*Your task*
Reproduce the records below verbatim, line for line, omitting the pictures from your output.

*Data to use*

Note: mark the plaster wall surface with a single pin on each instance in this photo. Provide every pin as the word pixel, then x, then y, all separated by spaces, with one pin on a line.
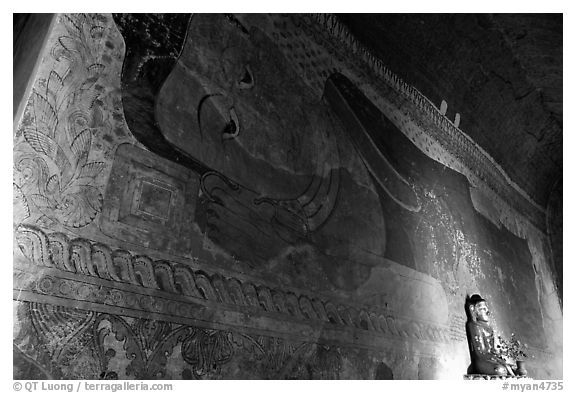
pixel 188 206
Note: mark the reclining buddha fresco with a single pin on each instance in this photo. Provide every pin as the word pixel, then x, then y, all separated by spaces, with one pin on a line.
pixel 233 196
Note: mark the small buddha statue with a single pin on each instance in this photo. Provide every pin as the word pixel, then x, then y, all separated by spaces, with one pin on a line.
pixel 481 340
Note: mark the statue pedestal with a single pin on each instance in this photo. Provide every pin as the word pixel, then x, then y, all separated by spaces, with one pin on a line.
pixel 492 377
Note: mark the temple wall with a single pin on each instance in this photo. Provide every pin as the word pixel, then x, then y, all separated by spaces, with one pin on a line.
pixel 189 203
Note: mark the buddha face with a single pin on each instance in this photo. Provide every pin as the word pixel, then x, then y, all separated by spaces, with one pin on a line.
pixel 481 310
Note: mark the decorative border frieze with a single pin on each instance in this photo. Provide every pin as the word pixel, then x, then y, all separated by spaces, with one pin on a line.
pixel 93 272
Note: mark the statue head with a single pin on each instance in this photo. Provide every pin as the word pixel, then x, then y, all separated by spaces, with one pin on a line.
pixel 478 308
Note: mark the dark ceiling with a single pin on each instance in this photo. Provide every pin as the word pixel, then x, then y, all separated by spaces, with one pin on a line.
pixel 502 73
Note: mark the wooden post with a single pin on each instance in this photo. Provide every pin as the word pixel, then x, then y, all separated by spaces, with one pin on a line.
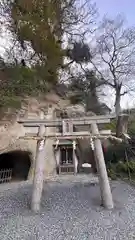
pixel 106 194
pixel 122 125
pixel 39 170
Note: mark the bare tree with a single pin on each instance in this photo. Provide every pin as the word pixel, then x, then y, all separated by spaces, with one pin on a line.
pixel 114 57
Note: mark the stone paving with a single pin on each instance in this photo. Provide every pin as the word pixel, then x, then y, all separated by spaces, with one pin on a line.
pixel 70 209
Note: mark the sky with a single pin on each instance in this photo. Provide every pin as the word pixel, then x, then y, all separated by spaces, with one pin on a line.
pixel 114 7
pixel 126 8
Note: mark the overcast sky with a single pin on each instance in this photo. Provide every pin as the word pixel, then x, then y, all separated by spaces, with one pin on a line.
pixel 114 7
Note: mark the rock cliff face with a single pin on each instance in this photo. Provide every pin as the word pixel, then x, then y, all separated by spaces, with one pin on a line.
pixel 10 130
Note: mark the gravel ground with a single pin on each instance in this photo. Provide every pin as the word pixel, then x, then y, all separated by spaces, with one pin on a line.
pixel 70 210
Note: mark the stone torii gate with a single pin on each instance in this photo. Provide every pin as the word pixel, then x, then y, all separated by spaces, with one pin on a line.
pixel 68 133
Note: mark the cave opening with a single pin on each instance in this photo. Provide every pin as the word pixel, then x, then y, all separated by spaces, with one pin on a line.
pixel 18 162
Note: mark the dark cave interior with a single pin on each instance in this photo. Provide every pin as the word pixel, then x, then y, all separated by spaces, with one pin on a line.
pixel 19 161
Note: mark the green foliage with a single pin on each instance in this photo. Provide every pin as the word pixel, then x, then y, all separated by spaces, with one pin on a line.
pixel 36 22
pixel 114 153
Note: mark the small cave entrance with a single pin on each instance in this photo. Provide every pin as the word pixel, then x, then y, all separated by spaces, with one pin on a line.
pixel 18 162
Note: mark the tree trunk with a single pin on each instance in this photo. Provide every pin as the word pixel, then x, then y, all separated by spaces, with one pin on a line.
pixel 117 102
pixel 106 194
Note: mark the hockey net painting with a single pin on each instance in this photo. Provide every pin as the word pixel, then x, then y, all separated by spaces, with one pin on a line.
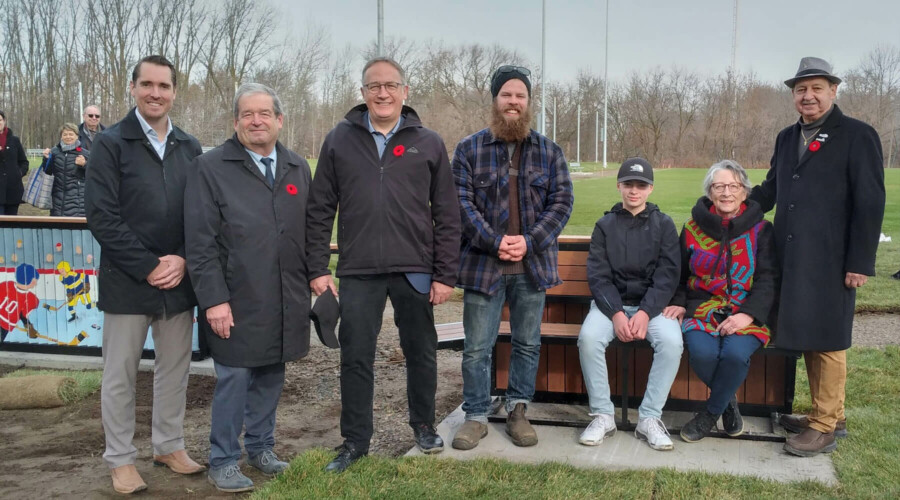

*In response*
Note: mark the plaster wall surface with a single pin on each instance in this photo. Provide every pin as the word pixel, then x, then y, all separated by spaces, with one pin on a line.
pixel 188 206
Note: mark the reclining buddha fresco with a single pin on each instance in this photo. Provide every pin as the word pixel, then x, then y, all separated by spaces, with one pin on a line.
pixel 233 196
Note: mark the small buddha statue with a single pin on each instance in this photo. Provide every pin as the word pixel, then x, then y, all separated by spaces, with one pin on a line.
pixel 481 340
Note: mark the statue pedestal with a single pin on each instance in this photo. Provide every pin as the word pixel, then x, then y, all separated by spaces, with one pin on a line.
pixel 492 377
Note: mark the temple wall with a single pin on each instance in this photo. Provide every pin as the word pixel, then x, then y, all separated by spaces, with one pin on a line.
pixel 189 203
Note: mark the buddha face with a single pin on each instance in this photo. Provide every pin as the word pixel, then x, then y, all separated by spaces, with one pin on a line.
pixel 481 310
Note: mark the decorative border frieze with a single pin on each instance in this photo. Provide every pin as the word pixel, then x, then y, all separated by spaces, with one pin on a line.
pixel 93 272
Note: mark the statue head with a single pin on each instance in this photo. Provide every pin as the word pixel, then x, then y, all separated by spaces, with one pin on a line.
pixel 478 308
Note: mark the dark ceiling with a single pin on each instance in this photo. Provide every pin as the word pixel, then x, then y, all separated by spaces, with one pin on a line.
pixel 502 73
Note: mark the wooden post with a single pin on each instance in this photo. Provide every pin as the word pixel, then x, then y, all separated by spaces, with one pin on a line.
pixel 106 194
pixel 122 125
pixel 39 170
Note: mark the bare tree with a single pin on each instance in this photo. Provide every pin as the word pixel, then x, then y, all separated by spaces, with one pin on a line.
pixel 114 57
Note: mark the stone paving with a single pin on each instance in this photo. Provide every pin as the word pixel, then x, then y, all separated by spaces, with one pin on a line.
pixel 70 209
Note: mark the sky with a single pin on each instance in this photo. Provide every pin as the word pixel, then x, then y, all separated by spaces, with one pin on a line.
pixel 114 7
pixel 126 8
Note: mark the overcast sky with a single pin on each instance in this photo. Provide every pin as the word pixel, then x, then y, all separated by spaces, with one pin on a line.
pixel 114 7
Note: mark the rock cliff face with a single pin on each instance in this photo. Provide every pin as the word pixel, then x, then y, all separated by spaces, with one pin on a line.
pixel 10 130
Note: mark the gravel ground with a single pin on each instance in this photo. Provide every pin as the word pixel, then x, then y, all separated by spaces, with one pin on a line.
pixel 70 210
Note: mark the stone torii gate with a single pin on each instance in this photo. Provide every pin as the word pixel, then x, then y, all separated by spaces, with one pin on a line.
pixel 68 133
Note: mark the cave opening with a single pin on each instance in this photo. Provide every pin as the word pixel, then x, then y, all separated by spaces, with one pin on a line.
pixel 18 162
Note: mark the dark cave interior with a single pin on each instance in this photo. Provide every pin as the word pixel, then x, then y, all separated by spaces, with one pin on a line.
pixel 19 161
Note: mark the green foliage with a single pin on each instance in this photo. Provide every pin as the word pixel, then x, then y, all separated by spaces, with one pin on a line.
pixel 36 22
pixel 114 153
Note: mark the small cave entrance with a single pin on each instance in this photo. Provide every pin as the word pixel, then x, then y, all separated by spaces, with one pin on a line.
pixel 18 162
Note: mark the tree trunk with a single pin on each instance in this photo. Provide every pin as the word pixel, then x, then y, all separated by spaces, with one pin on a line.
pixel 117 102
pixel 106 194
Note: mark the hockey net painting with a single pin on each instance in this photo. Provide every pin as the word pixel, then x, then y, all separated by spaces, with one pin on a line.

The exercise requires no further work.